## EXERCISE OBJECTIVE
Please show every line in the records below that contains the string "railing", treating uppercase and lowercase as different.

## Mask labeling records
- - -
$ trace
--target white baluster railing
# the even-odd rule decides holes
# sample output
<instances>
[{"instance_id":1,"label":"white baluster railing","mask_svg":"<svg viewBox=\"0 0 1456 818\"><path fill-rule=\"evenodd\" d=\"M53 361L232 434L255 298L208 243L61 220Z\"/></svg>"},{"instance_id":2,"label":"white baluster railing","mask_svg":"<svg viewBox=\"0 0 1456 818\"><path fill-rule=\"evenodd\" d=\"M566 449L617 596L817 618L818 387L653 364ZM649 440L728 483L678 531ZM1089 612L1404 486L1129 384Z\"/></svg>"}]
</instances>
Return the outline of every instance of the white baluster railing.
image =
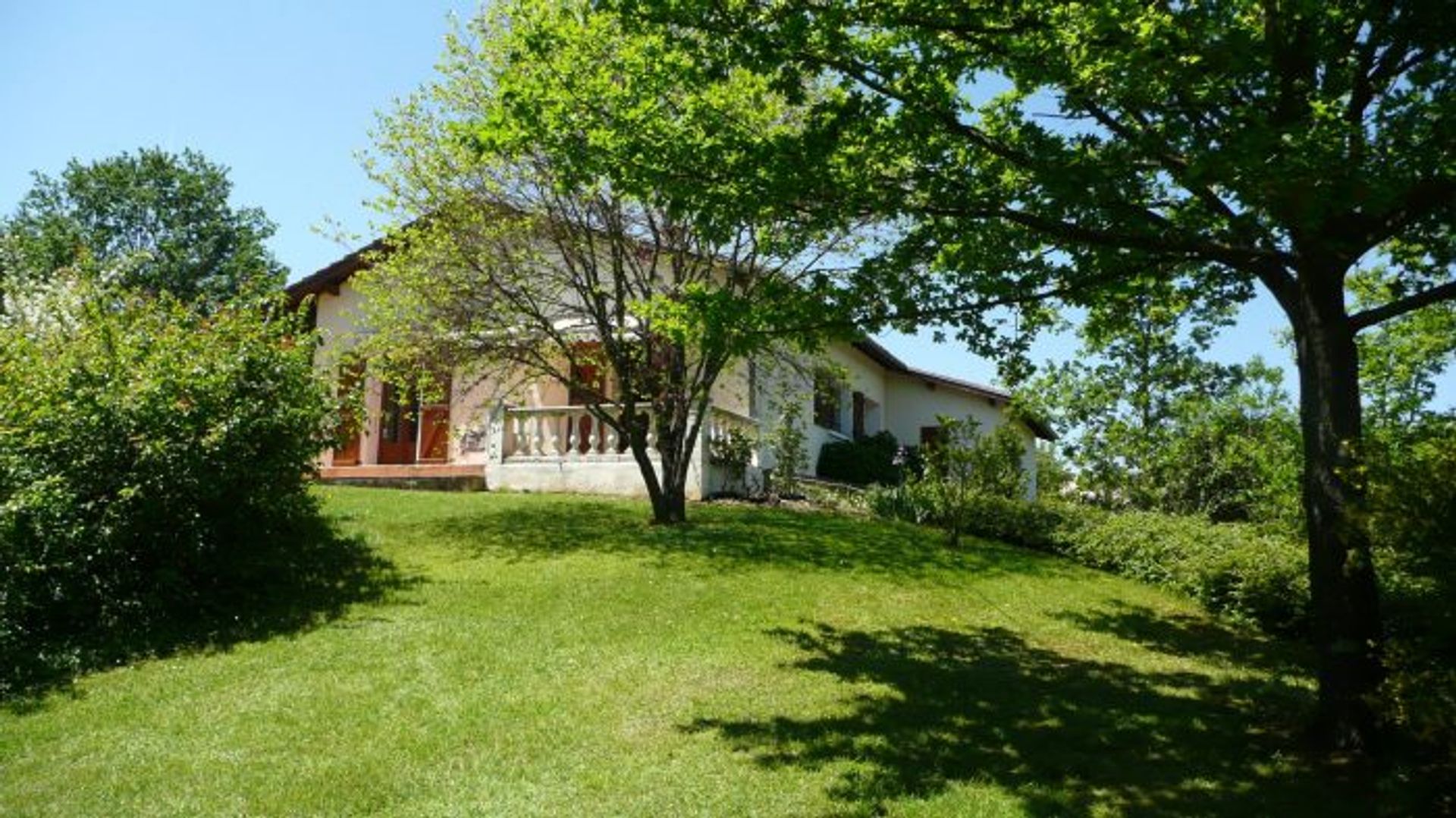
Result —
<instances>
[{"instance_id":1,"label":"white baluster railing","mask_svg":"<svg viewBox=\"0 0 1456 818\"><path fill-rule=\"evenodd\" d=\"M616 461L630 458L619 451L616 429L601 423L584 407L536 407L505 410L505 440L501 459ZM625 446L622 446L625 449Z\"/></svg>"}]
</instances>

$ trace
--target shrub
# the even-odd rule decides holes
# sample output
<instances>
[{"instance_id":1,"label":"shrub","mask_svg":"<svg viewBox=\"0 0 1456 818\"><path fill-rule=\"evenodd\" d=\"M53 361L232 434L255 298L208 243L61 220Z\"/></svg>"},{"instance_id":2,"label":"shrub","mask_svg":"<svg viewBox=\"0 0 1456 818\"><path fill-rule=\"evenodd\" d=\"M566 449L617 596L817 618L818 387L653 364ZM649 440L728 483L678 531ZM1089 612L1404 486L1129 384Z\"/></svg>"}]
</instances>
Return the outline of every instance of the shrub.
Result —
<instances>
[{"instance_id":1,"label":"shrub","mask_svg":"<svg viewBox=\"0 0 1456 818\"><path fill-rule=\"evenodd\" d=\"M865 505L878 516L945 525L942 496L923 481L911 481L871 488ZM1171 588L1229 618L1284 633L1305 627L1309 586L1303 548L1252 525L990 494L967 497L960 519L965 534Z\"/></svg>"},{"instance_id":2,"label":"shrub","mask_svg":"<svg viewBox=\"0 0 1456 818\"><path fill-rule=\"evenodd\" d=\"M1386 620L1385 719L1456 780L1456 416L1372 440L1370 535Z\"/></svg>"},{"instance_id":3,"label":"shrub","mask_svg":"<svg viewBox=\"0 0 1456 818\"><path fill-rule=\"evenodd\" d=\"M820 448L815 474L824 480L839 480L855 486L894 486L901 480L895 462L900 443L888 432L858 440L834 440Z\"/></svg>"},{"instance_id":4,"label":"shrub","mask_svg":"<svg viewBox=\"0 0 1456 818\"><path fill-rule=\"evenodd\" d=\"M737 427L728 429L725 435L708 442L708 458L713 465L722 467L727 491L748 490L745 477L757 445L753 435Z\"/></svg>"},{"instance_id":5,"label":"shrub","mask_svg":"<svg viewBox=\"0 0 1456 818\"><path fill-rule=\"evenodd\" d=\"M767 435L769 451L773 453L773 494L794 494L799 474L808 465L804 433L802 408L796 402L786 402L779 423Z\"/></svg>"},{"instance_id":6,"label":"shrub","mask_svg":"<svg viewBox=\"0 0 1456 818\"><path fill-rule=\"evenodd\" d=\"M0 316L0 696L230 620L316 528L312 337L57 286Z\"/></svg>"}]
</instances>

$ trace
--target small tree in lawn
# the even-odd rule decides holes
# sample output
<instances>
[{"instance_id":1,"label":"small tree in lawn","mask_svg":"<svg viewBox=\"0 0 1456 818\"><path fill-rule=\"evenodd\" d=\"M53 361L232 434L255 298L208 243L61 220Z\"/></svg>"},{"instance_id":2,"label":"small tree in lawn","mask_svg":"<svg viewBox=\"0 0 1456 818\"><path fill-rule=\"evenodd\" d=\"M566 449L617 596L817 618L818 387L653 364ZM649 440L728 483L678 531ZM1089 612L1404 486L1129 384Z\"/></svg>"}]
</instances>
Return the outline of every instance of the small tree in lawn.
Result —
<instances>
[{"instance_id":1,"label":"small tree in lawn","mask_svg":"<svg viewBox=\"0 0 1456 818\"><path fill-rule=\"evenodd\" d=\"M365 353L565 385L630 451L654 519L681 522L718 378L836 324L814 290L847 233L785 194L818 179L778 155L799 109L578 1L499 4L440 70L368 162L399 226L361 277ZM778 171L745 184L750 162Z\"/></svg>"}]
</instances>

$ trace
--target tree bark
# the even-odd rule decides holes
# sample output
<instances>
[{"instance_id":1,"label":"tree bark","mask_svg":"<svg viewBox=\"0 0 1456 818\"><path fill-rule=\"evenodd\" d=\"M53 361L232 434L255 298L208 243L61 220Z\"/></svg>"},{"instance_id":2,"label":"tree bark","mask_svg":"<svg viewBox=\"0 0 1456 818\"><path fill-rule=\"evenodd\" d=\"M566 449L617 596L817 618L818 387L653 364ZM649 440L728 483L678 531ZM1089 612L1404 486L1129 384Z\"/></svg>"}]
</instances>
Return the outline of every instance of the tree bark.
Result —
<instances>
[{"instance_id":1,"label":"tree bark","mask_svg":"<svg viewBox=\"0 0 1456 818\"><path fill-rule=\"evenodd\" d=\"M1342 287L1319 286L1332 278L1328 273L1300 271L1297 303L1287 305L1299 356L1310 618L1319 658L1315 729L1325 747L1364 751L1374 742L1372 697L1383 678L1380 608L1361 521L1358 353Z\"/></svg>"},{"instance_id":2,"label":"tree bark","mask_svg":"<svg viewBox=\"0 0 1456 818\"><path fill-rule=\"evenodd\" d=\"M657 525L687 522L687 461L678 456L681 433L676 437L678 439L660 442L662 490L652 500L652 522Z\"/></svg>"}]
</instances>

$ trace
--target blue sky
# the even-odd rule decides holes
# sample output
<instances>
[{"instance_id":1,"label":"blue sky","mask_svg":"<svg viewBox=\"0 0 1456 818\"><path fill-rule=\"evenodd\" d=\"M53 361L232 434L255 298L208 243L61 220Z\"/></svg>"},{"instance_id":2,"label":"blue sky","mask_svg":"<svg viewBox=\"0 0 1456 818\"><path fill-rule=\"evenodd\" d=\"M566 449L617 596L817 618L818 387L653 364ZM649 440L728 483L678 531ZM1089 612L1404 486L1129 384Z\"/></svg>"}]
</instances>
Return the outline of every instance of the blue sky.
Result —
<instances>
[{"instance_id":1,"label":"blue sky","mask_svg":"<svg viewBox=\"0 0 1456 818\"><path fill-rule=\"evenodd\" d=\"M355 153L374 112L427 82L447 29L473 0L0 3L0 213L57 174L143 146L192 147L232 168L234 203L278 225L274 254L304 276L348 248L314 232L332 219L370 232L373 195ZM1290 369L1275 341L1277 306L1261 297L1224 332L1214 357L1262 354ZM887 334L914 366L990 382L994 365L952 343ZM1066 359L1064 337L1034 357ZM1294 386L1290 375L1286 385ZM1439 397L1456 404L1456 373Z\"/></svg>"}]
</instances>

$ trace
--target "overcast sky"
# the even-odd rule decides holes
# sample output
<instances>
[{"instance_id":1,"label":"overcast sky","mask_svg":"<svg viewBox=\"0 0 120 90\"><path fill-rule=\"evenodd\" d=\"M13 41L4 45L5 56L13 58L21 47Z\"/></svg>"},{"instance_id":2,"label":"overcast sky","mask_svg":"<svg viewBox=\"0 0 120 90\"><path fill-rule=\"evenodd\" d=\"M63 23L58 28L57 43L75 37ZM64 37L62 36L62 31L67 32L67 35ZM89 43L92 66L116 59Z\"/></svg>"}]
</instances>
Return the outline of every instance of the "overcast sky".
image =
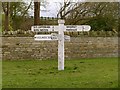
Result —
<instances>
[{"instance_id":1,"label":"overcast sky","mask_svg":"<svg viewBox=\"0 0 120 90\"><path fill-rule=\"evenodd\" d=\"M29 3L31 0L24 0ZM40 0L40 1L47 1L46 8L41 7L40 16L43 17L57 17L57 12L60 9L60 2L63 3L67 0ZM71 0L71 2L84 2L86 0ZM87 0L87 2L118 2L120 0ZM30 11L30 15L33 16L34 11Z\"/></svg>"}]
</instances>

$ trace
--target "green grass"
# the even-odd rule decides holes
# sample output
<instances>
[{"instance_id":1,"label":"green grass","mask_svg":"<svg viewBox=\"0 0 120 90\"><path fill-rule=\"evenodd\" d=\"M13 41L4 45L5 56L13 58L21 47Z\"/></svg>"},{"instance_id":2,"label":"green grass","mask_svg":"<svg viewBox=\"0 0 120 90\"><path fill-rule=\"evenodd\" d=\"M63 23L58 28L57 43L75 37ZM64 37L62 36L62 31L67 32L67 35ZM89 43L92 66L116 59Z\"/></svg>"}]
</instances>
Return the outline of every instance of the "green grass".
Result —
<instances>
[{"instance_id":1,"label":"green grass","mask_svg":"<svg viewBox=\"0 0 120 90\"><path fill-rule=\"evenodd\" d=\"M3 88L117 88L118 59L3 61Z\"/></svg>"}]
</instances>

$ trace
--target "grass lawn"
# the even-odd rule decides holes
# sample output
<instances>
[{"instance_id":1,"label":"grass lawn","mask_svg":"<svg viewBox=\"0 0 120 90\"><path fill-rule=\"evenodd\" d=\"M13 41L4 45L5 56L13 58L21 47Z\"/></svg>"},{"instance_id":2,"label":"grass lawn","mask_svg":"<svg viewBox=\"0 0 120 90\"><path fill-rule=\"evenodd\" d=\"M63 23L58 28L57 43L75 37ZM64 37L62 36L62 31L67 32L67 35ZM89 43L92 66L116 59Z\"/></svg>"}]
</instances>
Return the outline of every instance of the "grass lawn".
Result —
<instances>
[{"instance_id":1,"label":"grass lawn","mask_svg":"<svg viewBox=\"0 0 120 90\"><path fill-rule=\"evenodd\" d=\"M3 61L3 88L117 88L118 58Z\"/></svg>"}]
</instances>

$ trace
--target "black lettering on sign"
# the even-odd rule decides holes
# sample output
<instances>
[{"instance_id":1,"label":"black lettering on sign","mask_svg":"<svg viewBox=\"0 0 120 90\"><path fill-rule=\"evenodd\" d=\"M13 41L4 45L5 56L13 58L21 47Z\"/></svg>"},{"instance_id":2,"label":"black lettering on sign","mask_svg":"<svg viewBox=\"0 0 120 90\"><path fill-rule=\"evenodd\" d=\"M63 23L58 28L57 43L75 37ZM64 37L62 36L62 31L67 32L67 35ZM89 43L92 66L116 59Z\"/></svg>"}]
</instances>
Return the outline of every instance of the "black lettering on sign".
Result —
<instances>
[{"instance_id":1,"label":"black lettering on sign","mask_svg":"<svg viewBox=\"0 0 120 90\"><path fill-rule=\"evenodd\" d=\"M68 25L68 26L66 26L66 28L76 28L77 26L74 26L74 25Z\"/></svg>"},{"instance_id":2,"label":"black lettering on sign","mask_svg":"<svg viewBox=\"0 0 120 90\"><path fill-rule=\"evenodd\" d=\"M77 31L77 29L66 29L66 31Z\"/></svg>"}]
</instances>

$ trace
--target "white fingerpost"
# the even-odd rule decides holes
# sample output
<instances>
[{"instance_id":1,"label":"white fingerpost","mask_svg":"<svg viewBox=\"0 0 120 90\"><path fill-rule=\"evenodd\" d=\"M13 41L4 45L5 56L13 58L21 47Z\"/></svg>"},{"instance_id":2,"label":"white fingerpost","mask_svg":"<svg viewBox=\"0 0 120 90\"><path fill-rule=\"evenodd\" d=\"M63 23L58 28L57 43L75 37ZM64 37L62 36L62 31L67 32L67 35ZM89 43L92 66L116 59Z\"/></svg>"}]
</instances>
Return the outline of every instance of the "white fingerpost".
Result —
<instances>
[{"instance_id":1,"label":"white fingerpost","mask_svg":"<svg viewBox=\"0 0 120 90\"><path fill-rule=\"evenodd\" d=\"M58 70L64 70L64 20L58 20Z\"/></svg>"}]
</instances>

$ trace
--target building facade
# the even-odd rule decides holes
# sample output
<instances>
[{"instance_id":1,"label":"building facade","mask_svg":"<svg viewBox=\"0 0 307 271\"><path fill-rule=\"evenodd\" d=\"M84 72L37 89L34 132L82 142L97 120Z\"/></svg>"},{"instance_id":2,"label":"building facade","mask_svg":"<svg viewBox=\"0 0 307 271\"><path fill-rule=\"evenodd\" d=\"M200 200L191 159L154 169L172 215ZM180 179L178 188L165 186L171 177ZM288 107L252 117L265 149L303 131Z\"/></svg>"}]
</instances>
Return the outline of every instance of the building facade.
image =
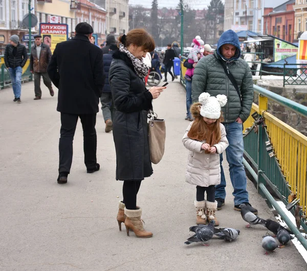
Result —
- - -
## SOLUTION TO THIS PROBLEM
--target white baluster railing
[{"instance_id":1,"label":"white baluster railing","mask_svg":"<svg viewBox=\"0 0 1456 818\"><path fill-rule=\"evenodd\" d=\"M53 361L232 434L255 298L208 243L61 220Z\"/></svg>"},{"instance_id":2,"label":"white baluster railing","mask_svg":"<svg viewBox=\"0 0 1456 818\"><path fill-rule=\"evenodd\" d=\"M566 449L617 596L817 618L818 387L653 364ZM649 440L728 483L678 531ZM1089 612L1404 486L1129 384Z\"/></svg>"}]
Return the outline of every instance of the white baluster railing.
[{"instance_id":1,"label":"white baluster railing","mask_svg":"<svg viewBox=\"0 0 1456 818\"><path fill-rule=\"evenodd\" d=\"M616 461L630 458L619 451L616 429L601 423L584 407L536 407L505 410L505 440L501 459ZM625 446L622 446L625 449Z\"/></svg>"}]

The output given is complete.